EXCERPTED RECORDS —
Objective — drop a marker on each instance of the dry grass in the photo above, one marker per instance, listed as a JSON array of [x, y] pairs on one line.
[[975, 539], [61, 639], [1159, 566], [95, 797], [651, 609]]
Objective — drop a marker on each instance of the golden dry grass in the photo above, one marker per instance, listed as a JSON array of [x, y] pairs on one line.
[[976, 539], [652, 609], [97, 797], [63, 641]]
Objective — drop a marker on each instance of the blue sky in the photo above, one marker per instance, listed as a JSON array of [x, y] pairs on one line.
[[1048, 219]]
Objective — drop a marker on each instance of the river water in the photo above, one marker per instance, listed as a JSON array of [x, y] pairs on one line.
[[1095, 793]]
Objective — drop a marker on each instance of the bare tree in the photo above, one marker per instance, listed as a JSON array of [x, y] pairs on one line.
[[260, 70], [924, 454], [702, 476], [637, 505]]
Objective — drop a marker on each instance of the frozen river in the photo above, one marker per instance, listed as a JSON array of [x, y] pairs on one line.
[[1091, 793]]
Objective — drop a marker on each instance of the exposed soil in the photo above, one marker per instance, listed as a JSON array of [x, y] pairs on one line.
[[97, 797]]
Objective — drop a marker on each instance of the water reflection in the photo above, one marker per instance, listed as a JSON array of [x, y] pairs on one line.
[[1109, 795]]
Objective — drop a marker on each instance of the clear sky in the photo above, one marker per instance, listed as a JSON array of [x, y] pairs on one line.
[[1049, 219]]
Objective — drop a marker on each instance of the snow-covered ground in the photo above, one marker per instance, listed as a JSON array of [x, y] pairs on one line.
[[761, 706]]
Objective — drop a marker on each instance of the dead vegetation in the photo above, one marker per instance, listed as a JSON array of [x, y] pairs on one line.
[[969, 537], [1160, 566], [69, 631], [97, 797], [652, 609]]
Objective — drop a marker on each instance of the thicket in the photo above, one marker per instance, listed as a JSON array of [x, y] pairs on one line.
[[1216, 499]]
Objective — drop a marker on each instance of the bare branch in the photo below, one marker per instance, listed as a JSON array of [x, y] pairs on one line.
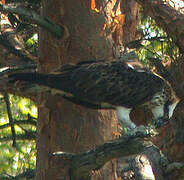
[[33, 17], [19, 122], [7, 101], [82, 164]]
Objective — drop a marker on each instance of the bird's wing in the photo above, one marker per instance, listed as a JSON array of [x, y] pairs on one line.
[[102, 83], [108, 82]]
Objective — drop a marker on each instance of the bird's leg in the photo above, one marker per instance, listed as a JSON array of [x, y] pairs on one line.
[[124, 118]]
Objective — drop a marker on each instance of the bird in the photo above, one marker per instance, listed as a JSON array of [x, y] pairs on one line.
[[108, 85]]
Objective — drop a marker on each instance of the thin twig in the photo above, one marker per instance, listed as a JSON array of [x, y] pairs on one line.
[[34, 18], [7, 101]]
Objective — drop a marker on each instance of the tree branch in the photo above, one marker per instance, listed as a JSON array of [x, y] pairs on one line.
[[31, 16], [19, 122], [11, 122], [82, 164]]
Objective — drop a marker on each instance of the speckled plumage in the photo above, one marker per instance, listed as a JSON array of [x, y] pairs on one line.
[[101, 84]]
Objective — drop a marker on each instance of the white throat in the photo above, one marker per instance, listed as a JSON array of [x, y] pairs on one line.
[[158, 111], [172, 107]]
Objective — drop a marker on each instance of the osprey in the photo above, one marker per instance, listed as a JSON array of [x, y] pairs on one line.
[[108, 85]]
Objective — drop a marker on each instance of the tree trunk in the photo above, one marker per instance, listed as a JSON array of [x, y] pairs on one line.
[[63, 126]]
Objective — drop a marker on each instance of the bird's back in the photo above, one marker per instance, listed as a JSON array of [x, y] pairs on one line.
[[113, 83]]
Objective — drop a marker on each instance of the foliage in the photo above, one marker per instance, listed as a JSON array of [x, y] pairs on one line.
[[15, 160], [155, 42]]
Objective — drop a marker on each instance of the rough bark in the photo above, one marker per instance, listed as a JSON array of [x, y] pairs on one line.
[[63, 126]]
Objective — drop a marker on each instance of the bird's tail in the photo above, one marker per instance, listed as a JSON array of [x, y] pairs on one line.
[[37, 78]]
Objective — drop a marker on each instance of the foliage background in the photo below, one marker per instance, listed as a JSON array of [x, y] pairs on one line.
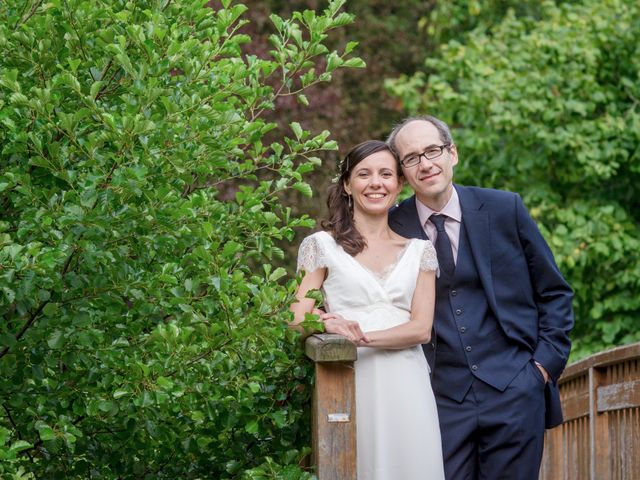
[[143, 328]]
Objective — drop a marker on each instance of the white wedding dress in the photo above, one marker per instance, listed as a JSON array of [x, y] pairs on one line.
[[397, 426]]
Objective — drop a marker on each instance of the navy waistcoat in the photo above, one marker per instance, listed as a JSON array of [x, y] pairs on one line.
[[469, 340]]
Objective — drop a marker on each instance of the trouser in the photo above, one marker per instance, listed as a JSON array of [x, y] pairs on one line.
[[495, 435]]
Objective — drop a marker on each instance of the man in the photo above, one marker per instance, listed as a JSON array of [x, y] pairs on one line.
[[503, 311]]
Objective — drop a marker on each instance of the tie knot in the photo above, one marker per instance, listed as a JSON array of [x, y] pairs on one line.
[[438, 221]]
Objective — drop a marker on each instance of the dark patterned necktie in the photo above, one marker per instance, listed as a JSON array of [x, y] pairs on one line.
[[443, 246]]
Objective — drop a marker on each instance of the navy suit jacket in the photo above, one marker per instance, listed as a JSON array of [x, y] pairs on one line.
[[524, 288]]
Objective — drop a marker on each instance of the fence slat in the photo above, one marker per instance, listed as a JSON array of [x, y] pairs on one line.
[[600, 437]]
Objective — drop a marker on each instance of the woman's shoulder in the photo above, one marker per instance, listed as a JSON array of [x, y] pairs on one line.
[[319, 236]]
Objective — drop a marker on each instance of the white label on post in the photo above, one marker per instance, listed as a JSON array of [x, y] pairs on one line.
[[338, 417]]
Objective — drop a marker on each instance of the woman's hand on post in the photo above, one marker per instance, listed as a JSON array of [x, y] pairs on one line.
[[336, 323]]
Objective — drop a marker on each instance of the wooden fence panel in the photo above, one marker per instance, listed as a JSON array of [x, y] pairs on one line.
[[600, 437]]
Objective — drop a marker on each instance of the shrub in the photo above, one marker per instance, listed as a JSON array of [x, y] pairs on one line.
[[144, 322]]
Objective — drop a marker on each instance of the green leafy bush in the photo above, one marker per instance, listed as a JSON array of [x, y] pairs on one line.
[[143, 331], [549, 107]]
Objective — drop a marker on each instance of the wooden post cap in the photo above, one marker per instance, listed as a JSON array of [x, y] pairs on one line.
[[330, 347]]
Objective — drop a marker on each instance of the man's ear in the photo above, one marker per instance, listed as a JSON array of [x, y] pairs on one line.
[[453, 151]]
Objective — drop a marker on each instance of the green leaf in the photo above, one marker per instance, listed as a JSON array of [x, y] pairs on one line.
[[297, 129]]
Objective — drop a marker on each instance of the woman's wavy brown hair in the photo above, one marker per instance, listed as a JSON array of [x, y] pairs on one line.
[[340, 222]]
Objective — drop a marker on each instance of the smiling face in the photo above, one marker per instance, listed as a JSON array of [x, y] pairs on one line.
[[432, 180], [374, 184]]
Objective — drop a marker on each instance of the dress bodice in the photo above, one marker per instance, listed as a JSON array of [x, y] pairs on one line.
[[349, 285]]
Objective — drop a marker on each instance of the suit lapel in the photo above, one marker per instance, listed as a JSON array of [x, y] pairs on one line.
[[476, 222], [405, 221]]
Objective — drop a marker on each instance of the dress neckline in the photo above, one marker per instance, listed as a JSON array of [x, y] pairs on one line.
[[386, 272]]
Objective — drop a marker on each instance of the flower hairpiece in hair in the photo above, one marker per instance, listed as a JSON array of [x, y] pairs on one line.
[[341, 170]]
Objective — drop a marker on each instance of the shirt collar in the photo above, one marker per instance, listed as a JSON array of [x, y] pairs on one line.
[[451, 209]]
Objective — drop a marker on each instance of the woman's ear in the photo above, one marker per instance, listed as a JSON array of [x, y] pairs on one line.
[[345, 185]]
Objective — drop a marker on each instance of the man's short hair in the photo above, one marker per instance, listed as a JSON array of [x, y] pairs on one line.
[[443, 129]]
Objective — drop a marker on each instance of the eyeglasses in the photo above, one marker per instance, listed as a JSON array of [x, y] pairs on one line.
[[432, 152]]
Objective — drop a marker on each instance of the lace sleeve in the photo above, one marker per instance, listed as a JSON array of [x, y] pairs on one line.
[[310, 255], [429, 259]]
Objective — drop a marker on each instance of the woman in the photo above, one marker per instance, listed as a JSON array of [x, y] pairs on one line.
[[379, 291]]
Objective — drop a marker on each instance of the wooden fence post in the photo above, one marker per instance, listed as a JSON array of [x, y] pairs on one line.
[[334, 407]]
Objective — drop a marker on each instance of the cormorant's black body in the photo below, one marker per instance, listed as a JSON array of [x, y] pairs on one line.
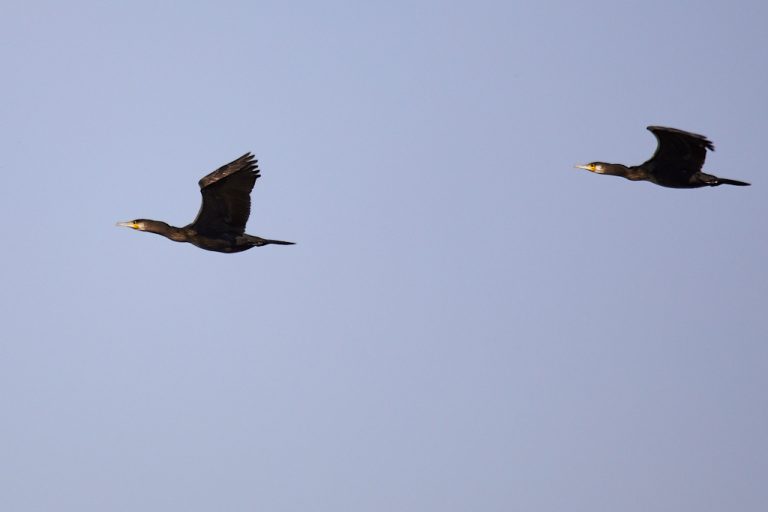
[[220, 223], [676, 163]]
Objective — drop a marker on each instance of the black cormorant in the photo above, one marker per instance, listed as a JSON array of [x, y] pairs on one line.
[[220, 223], [676, 163]]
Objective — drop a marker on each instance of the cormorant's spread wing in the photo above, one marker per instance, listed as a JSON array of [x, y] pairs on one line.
[[678, 152], [227, 198]]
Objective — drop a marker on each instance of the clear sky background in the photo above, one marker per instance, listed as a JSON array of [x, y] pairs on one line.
[[466, 322]]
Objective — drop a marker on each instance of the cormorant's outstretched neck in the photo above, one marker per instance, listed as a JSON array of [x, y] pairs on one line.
[[220, 223], [676, 163]]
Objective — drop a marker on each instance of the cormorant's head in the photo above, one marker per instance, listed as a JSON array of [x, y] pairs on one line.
[[596, 167], [140, 224]]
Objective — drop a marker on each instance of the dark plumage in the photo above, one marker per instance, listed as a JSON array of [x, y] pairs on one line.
[[220, 223], [676, 163]]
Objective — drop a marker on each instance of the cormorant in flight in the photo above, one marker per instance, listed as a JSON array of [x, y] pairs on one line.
[[676, 163], [220, 223]]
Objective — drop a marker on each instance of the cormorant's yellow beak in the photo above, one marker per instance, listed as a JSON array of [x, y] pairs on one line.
[[131, 224]]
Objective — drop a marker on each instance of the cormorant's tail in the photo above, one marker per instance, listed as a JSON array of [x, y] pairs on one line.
[[258, 241], [726, 181]]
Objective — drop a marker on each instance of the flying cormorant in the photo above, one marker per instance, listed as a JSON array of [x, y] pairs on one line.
[[220, 223], [676, 163]]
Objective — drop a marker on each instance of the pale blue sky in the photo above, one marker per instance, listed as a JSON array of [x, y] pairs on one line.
[[466, 322]]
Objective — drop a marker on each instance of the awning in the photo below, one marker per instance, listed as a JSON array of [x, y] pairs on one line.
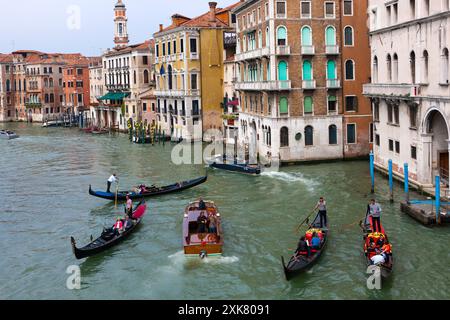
[[114, 96]]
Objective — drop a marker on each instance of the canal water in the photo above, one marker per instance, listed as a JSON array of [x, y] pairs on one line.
[[44, 180]]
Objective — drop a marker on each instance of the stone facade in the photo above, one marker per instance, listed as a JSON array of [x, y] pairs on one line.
[[410, 88]]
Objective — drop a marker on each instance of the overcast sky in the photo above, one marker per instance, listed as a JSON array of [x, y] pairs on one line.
[[56, 26]]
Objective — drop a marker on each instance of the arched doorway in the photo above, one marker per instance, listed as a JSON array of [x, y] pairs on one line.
[[437, 131]]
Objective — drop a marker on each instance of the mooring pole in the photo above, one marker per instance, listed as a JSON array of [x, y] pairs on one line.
[[406, 182], [438, 198], [372, 172], [391, 183]]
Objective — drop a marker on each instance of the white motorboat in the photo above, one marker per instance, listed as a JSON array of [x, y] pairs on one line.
[[8, 135]]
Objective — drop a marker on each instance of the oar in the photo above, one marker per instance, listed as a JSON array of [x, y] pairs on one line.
[[304, 221]]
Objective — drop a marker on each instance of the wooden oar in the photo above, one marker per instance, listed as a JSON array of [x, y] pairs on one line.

WHAT THIS TASK INVOLVES — Rewrite the records from the start through the line holding "[[97, 797]]", inclusive, keeping the requests unchanged. In the answers, multiply every coordinate by 2.2 and round each result to a whole number, with halves rounding up.

PROBLEM SOLUTION —
Objective — drop a marker on each instance of the dry grass in the photo above, one marker per instance, listed as a JSON array of [x, y] pairs on one line.
[[2145, 1186], [134, 1406], [2550, 1245], [209, 1753], [1432, 1340]]
Objective — drop a marker on each instance of the golden dry grass in the photo above, one marker per instance, listed as a JSON array of [x, y] pairs on one line.
[[2147, 1186], [1434, 1340], [213, 1753], [139, 1410]]
Objective — drop a marker on each instance of the blue sky in the photo above, one marker per instance, listed as a JSON array of [x, y] pairs on one line.
[[2306, 482]]
Objective — drop a marker on each instance of the river water in the photo above, one marker per instance, listed as a JSON array of [x, y] pairs on one line.
[[2409, 1745]]
Objective — drop a marker on each instance of the bare tree in the photo above, one marker per instance, listed as a JSON array of [x, y] pairs on one line.
[[572, 154], [2033, 999], [1544, 1047], [1401, 1111]]
Objective — drop a marker on each instance of the frozen river in the photo above, one marker per instance, listed as a JSON array of [x, y] pairs on one line.
[[2400, 1745]]
Objective — drop a marker on each instance of the exposed soil in the photo above, one marker per instance, listed as a JSON array of [x, y] pairs on one line.
[[213, 1753]]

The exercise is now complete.